[[ Record extracts open ]]

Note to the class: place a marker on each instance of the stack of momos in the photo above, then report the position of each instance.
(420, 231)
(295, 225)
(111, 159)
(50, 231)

[[ Record extracts closed ]]

# What needs to be done
Make a verbatim copy of every entry shown above.

# Output for this exercise
Note to the class: place a marker on each instance of the stack of momos in the photo above, then report the position of each instance.
(420, 231)
(295, 225)
(111, 159)
(50, 231)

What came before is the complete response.